> [Problem]:
How many lines below contain the string "wall"? Case counts. Reply with the number alone.
:: Material for the task ::
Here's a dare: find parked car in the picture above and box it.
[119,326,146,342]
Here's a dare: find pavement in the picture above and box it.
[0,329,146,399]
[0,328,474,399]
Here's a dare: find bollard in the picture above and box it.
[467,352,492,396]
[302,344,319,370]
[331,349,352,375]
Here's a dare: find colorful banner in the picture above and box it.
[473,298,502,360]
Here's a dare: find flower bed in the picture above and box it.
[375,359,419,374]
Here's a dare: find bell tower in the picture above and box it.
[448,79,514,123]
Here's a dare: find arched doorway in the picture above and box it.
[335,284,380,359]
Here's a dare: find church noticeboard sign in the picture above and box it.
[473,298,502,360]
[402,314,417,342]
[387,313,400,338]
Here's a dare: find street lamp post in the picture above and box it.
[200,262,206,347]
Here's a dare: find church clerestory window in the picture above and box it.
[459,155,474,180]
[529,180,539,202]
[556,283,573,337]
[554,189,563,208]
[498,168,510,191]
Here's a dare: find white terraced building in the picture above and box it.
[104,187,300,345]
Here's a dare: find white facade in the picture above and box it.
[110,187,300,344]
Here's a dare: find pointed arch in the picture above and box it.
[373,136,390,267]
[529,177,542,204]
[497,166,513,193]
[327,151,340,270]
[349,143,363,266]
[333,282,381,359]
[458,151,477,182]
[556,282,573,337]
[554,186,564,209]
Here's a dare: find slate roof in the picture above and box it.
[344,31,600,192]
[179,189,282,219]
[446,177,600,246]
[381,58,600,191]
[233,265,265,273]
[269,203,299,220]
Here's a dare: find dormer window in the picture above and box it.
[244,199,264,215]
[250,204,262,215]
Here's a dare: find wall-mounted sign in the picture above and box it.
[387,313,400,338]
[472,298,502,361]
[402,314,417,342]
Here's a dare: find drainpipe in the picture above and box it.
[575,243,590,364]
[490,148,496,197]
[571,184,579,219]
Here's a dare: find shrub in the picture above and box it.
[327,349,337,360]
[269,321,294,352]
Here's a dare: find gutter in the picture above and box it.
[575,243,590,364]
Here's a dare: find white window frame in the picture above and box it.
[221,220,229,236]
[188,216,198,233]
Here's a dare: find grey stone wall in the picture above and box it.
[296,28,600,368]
:::
> [The reply]:
2